Drop the images; return everything else in the listing below exactly.
START MATERIAL
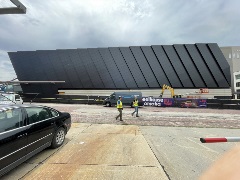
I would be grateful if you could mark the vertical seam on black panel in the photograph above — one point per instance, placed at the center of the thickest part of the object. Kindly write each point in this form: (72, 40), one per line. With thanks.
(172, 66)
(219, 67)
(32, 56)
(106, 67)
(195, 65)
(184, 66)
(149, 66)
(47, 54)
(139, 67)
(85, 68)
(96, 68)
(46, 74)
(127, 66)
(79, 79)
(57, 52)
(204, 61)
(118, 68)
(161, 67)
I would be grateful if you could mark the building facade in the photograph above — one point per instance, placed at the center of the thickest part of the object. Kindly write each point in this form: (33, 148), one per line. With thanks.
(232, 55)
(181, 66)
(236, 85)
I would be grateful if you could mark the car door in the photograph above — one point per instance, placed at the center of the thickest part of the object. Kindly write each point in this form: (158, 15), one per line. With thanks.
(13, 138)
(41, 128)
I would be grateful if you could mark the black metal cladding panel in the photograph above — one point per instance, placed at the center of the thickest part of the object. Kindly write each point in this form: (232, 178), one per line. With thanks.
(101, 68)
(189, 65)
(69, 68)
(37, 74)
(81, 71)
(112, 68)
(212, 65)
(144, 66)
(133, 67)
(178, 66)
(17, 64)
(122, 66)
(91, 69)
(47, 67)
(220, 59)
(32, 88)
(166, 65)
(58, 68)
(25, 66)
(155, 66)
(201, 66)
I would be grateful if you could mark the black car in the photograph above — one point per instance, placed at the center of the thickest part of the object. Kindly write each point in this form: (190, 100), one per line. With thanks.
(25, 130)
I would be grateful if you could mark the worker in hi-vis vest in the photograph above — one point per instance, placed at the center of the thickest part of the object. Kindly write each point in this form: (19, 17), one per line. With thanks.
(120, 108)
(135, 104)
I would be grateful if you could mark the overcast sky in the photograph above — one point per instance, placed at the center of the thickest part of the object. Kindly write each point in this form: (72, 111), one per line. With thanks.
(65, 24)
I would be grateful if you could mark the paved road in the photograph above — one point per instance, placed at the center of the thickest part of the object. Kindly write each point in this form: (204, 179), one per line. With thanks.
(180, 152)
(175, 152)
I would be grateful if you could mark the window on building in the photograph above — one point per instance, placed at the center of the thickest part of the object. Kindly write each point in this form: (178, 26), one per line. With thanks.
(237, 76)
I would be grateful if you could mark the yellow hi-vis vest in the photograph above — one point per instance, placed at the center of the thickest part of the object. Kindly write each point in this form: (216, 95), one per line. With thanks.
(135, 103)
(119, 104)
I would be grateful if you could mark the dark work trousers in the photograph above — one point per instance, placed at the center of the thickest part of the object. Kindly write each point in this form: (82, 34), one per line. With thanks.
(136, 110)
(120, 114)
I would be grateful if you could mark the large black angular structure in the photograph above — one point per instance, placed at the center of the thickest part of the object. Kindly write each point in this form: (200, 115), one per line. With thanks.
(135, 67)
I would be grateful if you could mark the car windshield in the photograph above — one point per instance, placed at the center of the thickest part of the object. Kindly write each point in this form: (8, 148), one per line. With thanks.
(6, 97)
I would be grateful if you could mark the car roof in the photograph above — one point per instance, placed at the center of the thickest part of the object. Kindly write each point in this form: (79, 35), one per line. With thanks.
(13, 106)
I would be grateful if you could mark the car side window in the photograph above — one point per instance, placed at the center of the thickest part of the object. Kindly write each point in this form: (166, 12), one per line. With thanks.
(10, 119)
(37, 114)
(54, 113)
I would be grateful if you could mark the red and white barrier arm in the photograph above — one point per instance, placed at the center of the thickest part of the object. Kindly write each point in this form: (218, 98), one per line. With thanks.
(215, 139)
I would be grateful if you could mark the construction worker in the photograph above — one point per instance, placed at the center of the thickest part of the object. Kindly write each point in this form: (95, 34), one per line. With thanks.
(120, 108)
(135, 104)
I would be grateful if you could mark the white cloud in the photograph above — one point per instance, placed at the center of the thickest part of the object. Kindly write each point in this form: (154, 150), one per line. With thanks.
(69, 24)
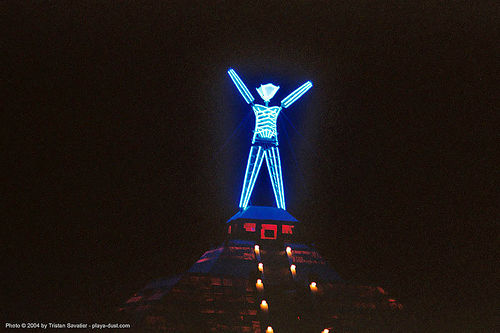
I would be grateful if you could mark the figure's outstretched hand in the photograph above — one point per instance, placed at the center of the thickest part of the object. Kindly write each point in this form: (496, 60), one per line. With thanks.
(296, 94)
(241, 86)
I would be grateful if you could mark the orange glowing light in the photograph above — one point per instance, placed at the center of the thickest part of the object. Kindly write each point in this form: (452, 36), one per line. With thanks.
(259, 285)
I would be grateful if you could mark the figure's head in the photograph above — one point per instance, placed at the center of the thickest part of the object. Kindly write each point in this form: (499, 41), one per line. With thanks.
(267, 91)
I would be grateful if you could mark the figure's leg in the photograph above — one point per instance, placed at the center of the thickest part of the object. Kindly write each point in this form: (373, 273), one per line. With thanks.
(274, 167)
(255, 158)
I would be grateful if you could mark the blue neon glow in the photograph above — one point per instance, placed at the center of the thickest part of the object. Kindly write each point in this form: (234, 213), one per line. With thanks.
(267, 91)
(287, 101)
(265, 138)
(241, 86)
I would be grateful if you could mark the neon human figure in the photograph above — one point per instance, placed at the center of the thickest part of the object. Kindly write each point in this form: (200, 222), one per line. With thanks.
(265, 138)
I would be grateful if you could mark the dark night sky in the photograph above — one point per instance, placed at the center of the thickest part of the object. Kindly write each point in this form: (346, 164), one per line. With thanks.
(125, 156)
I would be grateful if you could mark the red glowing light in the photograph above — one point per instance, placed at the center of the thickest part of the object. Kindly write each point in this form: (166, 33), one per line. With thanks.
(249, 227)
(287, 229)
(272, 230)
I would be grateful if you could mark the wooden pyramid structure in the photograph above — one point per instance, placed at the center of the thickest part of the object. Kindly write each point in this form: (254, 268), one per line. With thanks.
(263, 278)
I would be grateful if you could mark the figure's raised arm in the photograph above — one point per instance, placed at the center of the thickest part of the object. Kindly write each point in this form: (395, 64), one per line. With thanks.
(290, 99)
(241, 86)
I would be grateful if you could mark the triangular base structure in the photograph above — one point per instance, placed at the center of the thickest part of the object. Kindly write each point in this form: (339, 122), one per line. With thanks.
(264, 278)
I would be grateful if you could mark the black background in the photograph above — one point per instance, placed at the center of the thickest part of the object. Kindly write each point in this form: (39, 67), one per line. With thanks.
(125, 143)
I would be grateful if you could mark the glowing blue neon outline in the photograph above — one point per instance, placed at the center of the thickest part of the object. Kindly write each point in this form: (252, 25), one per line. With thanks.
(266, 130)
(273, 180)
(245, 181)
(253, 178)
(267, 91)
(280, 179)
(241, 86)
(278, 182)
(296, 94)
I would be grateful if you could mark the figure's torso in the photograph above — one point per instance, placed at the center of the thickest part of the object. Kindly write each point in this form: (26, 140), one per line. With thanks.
END MATERIAL
# [SOLUTION TO THIS PROBLEM]
I would be grateful if you could mark the vertical seam on black panel in the photograph above — one point per instance, placed at the center of the thickest part of the object. Kindly write each point in this form: (72, 40), one per line. With thanks.
(172, 66)
(219, 67)
(32, 56)
(106, 67)
(195, 65)
(184, 66)
(149, 66)
(47, 54)
(139, 67)
(85, 68)
(96, 68)
(46, 74)
(127, 66)
(79, 79)
(57, 52)
(204, 61)
(118, 68)
(161, 67)
I would be grateful if you could mark the building facade in the photograph above — one point per instance, placed at the center of the thickest part of the object. Kindly write each point in this form: (33, 148), one per line. With thanks.
(232, 55)
(181, 66)
(236, 85)
I would be grateful if you could mark the car door in the photograph above — one point per instance, placed at the center of the thickest part of the object. Kindly write each point in this form: (158, 15), one per line. With thanks.
(13, 138)
(41, 128)
I would be grateful if you could mark the black metal cladding panel in the photograph above — one point per instance, placed at the center of the thickest part of the object. Kindly write each point in this form: (232, 178), one per line. With thanks.
(101, 68)
(189, 65)
(69, 68)
(37, 74)
(81, 71)
(112, 68)
(212, 65)
(144, 66)
(133, 67)
(178, 66)
(17, 64)
(122, 66)
(91, 69)
(47, 67)
(220, 59)
(32, 88)
(166, 65)
(58, 68)
(25, 66)
(155, 66)
(201, 66)
I would be grateful if you could mark the black car in the photograph above — one point per instance, placed at the center of the thickest part of the object. Kindly write each point in this form: (190, 100), one per line. With thanks.
(25, 130)
I would be grateful if you could mark the worker in hi-vis vest in the photograph above — one point per instance, placed at the center of the thickest part of the object. Kindly write each point in this form: (19, 17), one per line. With thanks.
(120, 108)
(135, 104)
I would be grateful if you could mark the overcast sky in the photograph above — one point per instance, placed at the center of the thickest part of the object. Kindly write each point in this form: (72, 111), one per line. With thanks.
(65, 24)
I would be grateful if you could mark the paved road in the photograph above — one point per instance, placed at the center of the thickest part of the object. Kindly write each point in this form: (204, 179), one per line. With thanks.
(180, 152)
(175, 152)
I would be grateful if you could mark the window on building in the photograph above — one point per instance, placed at the center of the thickest part of the object. Kindly write each point in this form: (178, 26), one per line. With thanks.
(237, 76)
I would be grateful if you could mark the yellow hi-vis vest in the photograph above — one point per instance, placed at the center of the thickest part of the object. Kindly write each point in this form: (216, 95), one per line. With thanks.
(135, 103)
(119, 104)
I would be grateful if you could mark the dark work trousers in the photograph above — one point per instance, placed at the center of the thickest part of the object. Kindly write each point in this form: (82, 34), one per line. With thanks.
(136, 110)
(120, 114)
I would be grateful if you could mark the large black angular structure in the photograph above — one point per instance, placed at the center of the thickest part of the object. Kindly write each point in this form: (200, 115), one per line. With thanks.
(135, 67)
I would be grateful if you could mark the car windshield in the photograph above — one point per instance, placed at the center of the thickest part of the object. Kindly write each point in this form: (8, 148), one per line. With thanks.
(6, 97)
I would be grateful if you could mark the car roof in the photograph above — one point per instance, placed at the center of the thickest part of the object. Kindly write each point in this form: (79, 35), one per line. With thanks.
(13, 106)
I would be grateful if you could mark the car side window in the photograph above — one point per instance, placed at the center of the thickest part of the object. Kindly write each point in this form: (166, 12), one per line. With thanks.
(10, 119)
(37, 114)
(54, 113)
I would be grateful if you could mark the red and white barrier arm in the photograph above — one point per instance, placed at the center of the thickest part of the object. Kindly write each point in this form: (218, 98), one per line. With thanks.
(215, 139)
I would be grateful if you could mark the construction worker in the photograph above — one point per instance, placed at the center of the thickest part of the object. Kindly write each point in this form: (95, 34), one per line. With thanks.
(120, 108)
(135, 104)
I would be grateful if you could mark the white cloud in the photograph above — one point per instance, placed at the center of the thickest part of the object. Kindly write each point in this form: (154, 150), one per line. With thanks.
(69, 24)
I would be grateful if you could mark the figure's outstretched hand in the photograph above — one point per instance, placed at the center of the thickest part of the object. Kindly write each point in this form: (496, 60), one per line. With thanks.
(296, 94)
(241, 86)
I would be grateful if you could mark the orange glowing light in the photograph above — one point per instance, placed at the center of the thickest part of the object. Kindly write each point in this form: (452, 36), one per line. With thanks.
(259, 285)
I would be grateful if you could mark the figure's head in the photograph above — one point per instance, placed at the center of the thickest part of the object. Kindly write each point in this form: (499, 41), one per line. With thanks.
(267, 91)
I would be grateful if you could mark the figure's leg in the photograph above — one point per instance, placed at the center of the thickest part of the object. Kindly write each point in this form: (373, 273), one per line. With thanks.
(274, 167)
(255, 158)
I would be grateful if you could mark the blue neon glow in the photograph above — one point per instance, placed at the center of the thickest part of the object. Kindly write each point in this form: (234, 213), one per line. With thanks.
(267, 91)
(287, 101)
(265, 138)
(241, 86)
I would be grateful if you could mark the neon human figure in the photograph above — one point per instance, placed at the center of the thickest part of the object. Kindly write each point in this form: (200, 222), one per line. With thanks.
(265, 138)
I would be grateful if you could mark the dark night sky in the photograph above — one point per instance, placed at the center of the thickest part of the object. Kindly write each point in this form: (346, 164), one per line. With thanks.
(125, 156)
I would be grateful if you could mark the red glowing light in the photograph above — one point per instance, placed at the center of the thickest part of the object. Kindly write each point in this form: (166, 33), one per line. With thanks.
(249, 227)
(287, 229)
(272, 230)
I would be grateful if you could mark the wooden pyramid structure in the photograph above — one point per instance, placed at the center of the thickest part of the object. Kindly write each point in this form: (254, 268), one per line. With thanks.
(263, 278)
I would be grateful if you could mark the figure's raised arm in the photograph above — one point per instance, placed at the center of the thickest part of the object. Kindly write each point in this form: (395, 64), one per line. With thanks.
(290, 99)
(241, 86)
I would be grateful if you could mark the triangular base structure in the photograph above — one point per instance, placed at the center of the thickest part of the object. Kindly write each point in this form: (339, 122), one per line. With thanks.
(264, 278)
I would be grateful if you could mark the black background in the photograph above — one point per instance, placed at the center of the thickest part of the object. Kindly write each point in this form: (39, 67), one per line. With thanks.
(125, 143)
I would be grateful if you could mark the glowing blue neon outline in the photograph above — one point per instance, placed at the center of the thickest part of the object. Kindly write each point in this form: (252, 25), one per line. With thanks.
(266, 130)
(273, 180)
(245, 181)
(253, 178)
(267, 91)
(280, 179)
(241, 86)
(278, 182)
(296, 94)
I would be grateful if you could mark the figure's torso in the photograph above — one point per instance, placed at the center of the thickest part of the object. Kindly write each point in this form: (26, 140), one per line. With thanks.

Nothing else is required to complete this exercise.